Document segment:
[start]
Module RE, Have a couple questions

D

dasacc

(1) How do I perform a search for "word" and have it return every line
that this instance is found?

(2) How do I perform a search for "word" and "wordtwo" at the same time
to return every line these instances are found so that the order in
which these lines are in are left intact.

If there's another standard module more suited for this let me know,
and no I dont want to use sed :)

Thanks
 
M

Marc Huffnagle

Dasacc

There is a better (faster/easier) way to do it than using the re module,
the find method of the string class.

(1) How do I perform a search for "word" and have it return every line
that this instance is found?

[line for line in document if line.find('a') != -1]
(2) How do I perform a search for "word" and "wordtwo" at the same time
to return every line these instances are found so that the order in
which these lines are in are left intact.

[line for line in document if (line.find('word') != -1 \
and line.find('wordtwo'))]
 
M

Marc Huffnagle

Oops, made a mistake.

Marc said:
Dasacc

There is a better (faster/easier) way to do it than using the re module,
the find method of the string class.

(1) How do I perform a search for "word" and have it return every line
that this instance is found?


[line for line in document if line.find('a') != -1]
(2) How do I perform a search for "word" and "wordtwo" at the same time
to return every line these instances are found so that the order in
which these lines are in are left intact.
[end]
Extracted data:
[start]
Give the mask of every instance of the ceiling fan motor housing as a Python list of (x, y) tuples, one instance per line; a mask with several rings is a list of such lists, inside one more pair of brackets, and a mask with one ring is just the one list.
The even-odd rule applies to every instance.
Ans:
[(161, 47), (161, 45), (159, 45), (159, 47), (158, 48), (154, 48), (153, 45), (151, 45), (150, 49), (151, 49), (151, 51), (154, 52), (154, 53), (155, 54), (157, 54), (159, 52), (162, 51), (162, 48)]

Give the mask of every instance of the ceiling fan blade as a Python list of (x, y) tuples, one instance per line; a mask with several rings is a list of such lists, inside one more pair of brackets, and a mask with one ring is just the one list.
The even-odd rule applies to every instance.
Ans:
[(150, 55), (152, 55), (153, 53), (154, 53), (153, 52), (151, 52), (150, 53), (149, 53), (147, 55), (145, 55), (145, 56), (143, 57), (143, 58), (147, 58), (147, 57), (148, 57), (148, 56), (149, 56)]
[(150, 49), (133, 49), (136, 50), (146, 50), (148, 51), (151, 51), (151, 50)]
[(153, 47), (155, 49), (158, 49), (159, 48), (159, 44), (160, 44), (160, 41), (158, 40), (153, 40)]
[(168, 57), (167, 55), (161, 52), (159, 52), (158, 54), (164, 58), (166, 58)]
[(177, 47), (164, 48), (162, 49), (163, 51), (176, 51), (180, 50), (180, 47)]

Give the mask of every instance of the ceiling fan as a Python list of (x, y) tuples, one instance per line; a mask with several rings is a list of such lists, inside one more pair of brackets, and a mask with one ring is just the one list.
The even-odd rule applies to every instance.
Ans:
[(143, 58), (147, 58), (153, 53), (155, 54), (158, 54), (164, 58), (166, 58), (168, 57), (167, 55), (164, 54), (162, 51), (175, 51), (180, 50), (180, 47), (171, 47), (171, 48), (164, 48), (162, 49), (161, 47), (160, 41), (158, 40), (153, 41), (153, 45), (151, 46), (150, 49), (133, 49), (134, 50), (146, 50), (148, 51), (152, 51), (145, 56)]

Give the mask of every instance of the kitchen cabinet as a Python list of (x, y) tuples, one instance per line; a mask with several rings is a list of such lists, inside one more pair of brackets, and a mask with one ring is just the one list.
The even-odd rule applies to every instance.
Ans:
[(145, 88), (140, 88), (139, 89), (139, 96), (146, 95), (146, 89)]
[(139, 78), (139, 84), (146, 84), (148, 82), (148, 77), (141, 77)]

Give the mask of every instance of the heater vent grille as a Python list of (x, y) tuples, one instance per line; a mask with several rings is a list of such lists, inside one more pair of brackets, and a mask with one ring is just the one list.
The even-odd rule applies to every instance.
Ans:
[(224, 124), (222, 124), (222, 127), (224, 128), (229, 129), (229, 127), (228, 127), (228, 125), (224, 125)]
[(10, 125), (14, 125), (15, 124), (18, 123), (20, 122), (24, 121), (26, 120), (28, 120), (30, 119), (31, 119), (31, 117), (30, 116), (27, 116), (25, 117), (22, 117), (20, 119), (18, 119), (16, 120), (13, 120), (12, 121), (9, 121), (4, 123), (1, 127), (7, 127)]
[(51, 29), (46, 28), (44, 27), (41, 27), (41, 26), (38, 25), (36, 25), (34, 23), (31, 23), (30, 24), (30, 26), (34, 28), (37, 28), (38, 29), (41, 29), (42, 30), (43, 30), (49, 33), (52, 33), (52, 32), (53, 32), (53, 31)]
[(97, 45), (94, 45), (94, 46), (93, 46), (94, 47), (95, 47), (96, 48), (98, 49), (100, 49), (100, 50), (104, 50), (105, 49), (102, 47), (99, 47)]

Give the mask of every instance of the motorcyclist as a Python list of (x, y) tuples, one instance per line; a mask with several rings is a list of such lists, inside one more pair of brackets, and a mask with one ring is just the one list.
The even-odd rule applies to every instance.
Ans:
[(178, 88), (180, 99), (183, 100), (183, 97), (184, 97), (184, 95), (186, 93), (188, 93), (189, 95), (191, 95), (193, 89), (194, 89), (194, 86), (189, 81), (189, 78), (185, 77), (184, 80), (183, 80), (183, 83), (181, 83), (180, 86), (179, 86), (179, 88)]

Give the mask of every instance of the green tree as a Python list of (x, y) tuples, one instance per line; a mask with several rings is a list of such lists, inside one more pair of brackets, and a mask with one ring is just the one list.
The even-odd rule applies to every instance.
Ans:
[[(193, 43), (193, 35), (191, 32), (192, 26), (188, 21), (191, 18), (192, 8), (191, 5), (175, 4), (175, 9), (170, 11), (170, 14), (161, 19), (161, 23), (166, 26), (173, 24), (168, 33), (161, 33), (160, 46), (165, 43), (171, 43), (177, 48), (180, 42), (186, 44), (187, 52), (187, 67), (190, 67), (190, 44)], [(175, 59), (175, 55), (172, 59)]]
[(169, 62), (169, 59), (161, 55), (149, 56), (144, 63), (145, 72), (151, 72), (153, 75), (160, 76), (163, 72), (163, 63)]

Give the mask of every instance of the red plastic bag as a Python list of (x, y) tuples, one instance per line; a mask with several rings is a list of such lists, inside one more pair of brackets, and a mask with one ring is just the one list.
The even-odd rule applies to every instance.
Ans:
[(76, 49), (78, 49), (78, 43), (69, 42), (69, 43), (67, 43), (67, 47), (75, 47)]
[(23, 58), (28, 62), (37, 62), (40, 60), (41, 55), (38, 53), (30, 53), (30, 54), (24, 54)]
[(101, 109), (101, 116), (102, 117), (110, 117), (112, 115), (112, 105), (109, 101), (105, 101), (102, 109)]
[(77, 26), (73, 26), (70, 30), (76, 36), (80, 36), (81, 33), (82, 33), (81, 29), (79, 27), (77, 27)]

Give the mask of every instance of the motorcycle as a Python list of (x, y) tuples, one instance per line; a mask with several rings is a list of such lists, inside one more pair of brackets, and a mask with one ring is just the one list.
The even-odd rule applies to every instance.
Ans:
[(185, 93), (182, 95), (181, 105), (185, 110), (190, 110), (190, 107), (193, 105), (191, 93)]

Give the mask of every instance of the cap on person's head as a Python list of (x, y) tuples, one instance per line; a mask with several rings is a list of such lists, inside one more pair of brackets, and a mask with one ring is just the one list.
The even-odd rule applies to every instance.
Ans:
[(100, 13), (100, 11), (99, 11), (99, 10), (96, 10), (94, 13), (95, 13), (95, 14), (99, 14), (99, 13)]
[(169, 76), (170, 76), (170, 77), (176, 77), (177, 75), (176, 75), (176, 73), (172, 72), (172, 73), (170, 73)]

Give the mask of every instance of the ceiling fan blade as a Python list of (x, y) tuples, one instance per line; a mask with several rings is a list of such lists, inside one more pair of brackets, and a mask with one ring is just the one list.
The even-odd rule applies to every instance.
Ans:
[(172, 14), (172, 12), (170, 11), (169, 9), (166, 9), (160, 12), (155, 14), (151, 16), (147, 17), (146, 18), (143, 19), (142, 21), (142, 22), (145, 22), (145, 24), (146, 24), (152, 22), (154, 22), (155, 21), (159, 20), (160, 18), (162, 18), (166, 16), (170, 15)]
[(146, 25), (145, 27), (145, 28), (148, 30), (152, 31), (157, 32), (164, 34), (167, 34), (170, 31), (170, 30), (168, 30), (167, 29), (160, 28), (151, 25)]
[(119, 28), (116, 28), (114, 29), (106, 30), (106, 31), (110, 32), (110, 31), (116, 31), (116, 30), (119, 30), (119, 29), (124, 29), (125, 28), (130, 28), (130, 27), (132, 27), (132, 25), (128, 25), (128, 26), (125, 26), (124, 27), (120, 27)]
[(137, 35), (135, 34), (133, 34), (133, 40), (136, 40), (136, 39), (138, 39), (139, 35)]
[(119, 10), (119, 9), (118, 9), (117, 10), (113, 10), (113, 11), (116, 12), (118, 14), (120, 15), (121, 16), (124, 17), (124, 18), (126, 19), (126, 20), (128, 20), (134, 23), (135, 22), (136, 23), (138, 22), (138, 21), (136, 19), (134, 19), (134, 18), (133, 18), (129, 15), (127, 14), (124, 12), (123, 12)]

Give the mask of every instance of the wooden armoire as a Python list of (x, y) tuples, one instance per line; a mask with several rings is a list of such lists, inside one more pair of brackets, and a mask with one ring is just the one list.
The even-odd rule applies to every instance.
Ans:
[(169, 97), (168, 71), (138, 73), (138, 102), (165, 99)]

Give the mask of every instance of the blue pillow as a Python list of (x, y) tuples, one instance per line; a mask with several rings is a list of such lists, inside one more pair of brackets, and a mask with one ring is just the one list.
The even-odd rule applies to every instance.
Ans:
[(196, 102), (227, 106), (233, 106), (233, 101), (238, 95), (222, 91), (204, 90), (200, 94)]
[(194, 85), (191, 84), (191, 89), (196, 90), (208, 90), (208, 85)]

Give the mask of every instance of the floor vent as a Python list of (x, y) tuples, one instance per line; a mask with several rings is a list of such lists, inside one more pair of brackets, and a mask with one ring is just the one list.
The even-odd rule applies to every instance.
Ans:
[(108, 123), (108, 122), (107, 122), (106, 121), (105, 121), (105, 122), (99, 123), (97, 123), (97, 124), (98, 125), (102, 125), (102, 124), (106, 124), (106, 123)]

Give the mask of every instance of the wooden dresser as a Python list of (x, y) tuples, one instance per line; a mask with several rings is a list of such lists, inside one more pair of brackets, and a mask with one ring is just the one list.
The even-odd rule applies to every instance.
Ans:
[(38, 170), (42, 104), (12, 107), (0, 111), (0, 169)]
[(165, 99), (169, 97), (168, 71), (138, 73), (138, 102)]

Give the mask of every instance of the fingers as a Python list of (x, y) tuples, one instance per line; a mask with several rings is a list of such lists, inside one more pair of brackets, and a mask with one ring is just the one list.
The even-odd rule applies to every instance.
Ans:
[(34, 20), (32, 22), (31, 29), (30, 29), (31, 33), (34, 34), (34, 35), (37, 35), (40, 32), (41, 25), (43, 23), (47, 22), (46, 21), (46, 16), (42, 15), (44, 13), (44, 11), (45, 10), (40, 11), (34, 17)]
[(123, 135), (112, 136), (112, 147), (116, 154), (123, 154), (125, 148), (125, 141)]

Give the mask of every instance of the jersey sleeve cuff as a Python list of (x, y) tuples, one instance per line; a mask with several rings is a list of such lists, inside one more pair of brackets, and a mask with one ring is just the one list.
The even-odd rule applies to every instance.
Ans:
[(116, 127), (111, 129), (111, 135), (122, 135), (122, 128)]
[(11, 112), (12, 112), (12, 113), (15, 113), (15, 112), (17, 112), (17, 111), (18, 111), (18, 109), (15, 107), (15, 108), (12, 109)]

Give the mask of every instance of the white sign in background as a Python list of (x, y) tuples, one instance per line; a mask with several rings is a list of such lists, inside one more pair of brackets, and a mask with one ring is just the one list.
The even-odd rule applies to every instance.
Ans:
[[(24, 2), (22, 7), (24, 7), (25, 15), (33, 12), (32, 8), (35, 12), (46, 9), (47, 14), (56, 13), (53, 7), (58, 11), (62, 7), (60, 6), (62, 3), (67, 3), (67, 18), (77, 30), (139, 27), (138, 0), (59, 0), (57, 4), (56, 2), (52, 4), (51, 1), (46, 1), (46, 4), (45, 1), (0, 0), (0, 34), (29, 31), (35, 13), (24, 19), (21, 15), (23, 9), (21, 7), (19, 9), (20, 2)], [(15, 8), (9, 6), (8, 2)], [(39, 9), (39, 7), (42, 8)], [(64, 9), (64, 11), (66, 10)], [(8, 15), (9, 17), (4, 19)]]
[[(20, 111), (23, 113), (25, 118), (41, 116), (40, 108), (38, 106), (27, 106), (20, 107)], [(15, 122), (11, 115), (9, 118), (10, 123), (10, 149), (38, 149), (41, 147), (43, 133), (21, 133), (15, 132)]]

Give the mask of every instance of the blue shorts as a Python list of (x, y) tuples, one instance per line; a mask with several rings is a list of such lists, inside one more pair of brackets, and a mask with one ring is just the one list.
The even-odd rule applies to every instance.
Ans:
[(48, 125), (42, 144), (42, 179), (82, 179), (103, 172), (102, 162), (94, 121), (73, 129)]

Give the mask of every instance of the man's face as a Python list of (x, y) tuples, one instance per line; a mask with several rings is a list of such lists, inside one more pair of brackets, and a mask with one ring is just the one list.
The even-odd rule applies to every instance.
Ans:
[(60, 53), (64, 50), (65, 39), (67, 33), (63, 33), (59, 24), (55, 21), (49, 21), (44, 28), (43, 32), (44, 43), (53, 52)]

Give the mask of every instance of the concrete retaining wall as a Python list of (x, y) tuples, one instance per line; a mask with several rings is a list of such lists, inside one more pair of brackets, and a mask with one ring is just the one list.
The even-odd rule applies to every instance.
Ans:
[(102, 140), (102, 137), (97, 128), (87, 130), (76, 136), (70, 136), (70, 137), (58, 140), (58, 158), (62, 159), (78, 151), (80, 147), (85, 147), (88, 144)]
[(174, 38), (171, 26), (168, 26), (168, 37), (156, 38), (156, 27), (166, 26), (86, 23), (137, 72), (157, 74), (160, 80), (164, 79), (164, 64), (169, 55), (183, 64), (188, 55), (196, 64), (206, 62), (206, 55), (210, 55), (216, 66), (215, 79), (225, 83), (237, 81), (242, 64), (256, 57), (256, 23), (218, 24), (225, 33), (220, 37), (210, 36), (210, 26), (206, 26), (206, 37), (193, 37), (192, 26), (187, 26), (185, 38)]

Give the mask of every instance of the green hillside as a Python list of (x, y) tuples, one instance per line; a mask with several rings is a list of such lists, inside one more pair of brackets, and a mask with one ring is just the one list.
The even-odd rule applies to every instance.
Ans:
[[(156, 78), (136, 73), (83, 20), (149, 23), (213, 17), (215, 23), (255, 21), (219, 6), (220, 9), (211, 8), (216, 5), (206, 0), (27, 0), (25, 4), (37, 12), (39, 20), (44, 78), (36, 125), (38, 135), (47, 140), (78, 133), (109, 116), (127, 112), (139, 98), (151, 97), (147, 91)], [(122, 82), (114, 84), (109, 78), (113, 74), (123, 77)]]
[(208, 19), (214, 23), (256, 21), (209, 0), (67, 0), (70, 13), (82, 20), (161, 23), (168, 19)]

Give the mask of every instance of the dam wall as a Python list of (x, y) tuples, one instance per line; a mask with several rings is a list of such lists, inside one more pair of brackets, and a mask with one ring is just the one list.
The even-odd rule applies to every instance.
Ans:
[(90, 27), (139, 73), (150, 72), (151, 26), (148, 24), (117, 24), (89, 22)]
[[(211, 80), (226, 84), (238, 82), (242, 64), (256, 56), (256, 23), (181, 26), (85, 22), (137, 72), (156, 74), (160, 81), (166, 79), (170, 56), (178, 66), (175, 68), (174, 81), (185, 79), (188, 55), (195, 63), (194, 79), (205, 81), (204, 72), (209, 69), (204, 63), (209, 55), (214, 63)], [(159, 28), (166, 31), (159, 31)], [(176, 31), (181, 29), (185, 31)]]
[end]
Exercise brief: Translate this sentence from the forum thread on the re module into Spanish: "There is a better (faster/easier) way to do it than using the re module, the find method of the string class."

In response: Hay una forma mejor (más rápida/más fácil) de hacerlo que usar el módulo re: el método find de la clase string.